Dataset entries
* * *
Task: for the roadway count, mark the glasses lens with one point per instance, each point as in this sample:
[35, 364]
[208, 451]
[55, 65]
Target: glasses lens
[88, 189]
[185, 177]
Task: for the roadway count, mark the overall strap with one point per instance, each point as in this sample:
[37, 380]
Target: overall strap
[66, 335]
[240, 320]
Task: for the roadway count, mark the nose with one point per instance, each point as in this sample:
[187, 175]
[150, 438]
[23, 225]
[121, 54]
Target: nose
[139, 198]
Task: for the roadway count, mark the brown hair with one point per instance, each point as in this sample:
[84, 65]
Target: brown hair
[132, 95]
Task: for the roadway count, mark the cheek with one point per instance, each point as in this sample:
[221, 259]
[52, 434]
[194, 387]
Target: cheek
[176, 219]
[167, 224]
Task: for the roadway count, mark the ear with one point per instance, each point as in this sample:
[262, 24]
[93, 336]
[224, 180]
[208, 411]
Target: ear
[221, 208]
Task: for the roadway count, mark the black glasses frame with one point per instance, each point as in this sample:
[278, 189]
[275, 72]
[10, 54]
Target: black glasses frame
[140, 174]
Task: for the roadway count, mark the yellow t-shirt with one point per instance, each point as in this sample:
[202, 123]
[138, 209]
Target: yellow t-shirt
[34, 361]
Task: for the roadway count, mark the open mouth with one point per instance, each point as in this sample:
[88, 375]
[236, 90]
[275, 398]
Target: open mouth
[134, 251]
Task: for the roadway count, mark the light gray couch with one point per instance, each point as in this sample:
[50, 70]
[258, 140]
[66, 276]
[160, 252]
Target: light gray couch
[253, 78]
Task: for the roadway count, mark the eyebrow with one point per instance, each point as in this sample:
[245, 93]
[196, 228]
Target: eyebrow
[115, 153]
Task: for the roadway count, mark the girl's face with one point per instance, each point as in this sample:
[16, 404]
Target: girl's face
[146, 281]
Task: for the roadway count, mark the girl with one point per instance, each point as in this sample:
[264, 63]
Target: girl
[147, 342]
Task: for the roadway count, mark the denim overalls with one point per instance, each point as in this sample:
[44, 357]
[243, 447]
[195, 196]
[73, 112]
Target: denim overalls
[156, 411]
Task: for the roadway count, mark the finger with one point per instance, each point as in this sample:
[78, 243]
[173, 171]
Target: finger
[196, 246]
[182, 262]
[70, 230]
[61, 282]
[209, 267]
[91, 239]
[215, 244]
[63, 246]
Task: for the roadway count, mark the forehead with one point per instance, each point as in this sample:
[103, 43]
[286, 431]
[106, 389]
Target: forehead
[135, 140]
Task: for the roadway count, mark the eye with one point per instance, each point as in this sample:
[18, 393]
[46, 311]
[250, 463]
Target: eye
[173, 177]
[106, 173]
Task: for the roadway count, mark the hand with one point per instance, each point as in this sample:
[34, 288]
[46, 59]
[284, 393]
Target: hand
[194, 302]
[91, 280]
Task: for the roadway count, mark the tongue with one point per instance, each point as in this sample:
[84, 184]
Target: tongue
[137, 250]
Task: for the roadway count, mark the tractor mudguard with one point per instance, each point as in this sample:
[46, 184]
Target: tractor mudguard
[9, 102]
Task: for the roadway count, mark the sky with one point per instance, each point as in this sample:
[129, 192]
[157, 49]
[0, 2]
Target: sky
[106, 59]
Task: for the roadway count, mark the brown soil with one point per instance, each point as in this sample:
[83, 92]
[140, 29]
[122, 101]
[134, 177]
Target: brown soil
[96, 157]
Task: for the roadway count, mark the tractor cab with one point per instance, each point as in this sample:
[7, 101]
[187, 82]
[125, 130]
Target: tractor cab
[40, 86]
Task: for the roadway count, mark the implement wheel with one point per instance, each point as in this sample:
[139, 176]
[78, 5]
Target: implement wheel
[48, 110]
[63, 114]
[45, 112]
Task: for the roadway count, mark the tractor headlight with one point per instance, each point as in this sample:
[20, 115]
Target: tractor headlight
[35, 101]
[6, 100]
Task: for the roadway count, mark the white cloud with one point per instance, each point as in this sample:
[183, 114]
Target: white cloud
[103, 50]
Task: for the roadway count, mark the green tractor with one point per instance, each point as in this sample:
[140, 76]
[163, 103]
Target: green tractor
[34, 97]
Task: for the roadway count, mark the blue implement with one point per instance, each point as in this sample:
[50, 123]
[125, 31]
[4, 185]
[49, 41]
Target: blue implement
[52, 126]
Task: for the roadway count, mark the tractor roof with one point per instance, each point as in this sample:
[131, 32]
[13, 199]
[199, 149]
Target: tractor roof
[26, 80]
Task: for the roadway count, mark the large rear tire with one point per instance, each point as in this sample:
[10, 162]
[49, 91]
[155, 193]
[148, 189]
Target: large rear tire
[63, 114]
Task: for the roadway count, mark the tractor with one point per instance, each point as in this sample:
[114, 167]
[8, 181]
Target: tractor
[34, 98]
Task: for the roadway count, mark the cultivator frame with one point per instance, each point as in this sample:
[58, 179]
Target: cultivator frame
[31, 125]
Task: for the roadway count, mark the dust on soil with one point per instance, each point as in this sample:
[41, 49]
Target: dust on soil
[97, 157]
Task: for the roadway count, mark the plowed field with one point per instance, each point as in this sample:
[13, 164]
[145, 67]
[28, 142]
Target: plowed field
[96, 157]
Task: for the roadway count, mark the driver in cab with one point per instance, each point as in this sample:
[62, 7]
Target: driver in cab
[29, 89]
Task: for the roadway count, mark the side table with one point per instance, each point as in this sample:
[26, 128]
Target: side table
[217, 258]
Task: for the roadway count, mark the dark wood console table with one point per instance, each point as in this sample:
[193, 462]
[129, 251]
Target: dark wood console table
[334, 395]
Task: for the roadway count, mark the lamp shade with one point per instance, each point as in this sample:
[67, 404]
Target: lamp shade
* * *
*What needs to be done*: Give again the lines from the line holding "Task: for the roadway count, mark the green" through the close of the listing, both included, exactly as written and with nothing else.

*The result*:
Task: for the roadway count, mark the green tractor with one point per instance, each point as in this sample:
[140, 76]
[163, 103]
Target: green tractor
[34, 97]
Task: for the roadway count, mark the blue implement with one point per instance, each point as in this sample:
[50, 123]
[125, 31]
[4, 185]
[49, 41]
Target: blue implement
[52, 126]
Task: for the roadway count, mark the tractor roof with one point per instance, each point as in this sample:
[131, 32]
[13, 199]
[199, 149]
Target: tractor roof
[26, 80]
Task: for the roadway count, mark the large rear tire with one point per instance, each point as in this sample:
[10, 162]
[49, 91]
[155, 193]
[148, 189]
Target: large rear tire
[63, 114]
Task: for the roadway count, mark the tractor with one point per instance, each point as in this sample:
[114, 167]
[8, 181]
Target: tractor
[34, 98]
Task: for the roadway count, mark the cultivator frame with one point per instance, each point as in this sample:
[58, 179]
Target: cultivator frame
[31, 125]
Task: for the roadway count, mark the dust on soil with one point per instance, each point as in this sample:
[41, 49]
Target: dust on soil
[97, 157]
Task: for the roadway count, mark the plowed field with one point per instance, each point as in this sample:
[13, 164]
[145, 67]
[28, 142]
Target: plowed field
[96, 157]
Task: for the roadway count, mark the driver in cab with one point per instance, each point as in this sample:
[62, 7]
Target: driver in cab
[29, 89]
Task: for the roadway count, mark the side table with one point per instance, each point as in this sample:
[26, 128]
Target: side table
[217, 258]
Task: for the roadway count, mark the dark wood console table with one point per instance, each point as in this sample:
[193, 462]
[129, 251]
Target: dark wood console table
[334, 395]
Task: for the roadway count, mark the lamp shade with one point per instance, each point as in this sample:
[67, 404]
Target: lamp shade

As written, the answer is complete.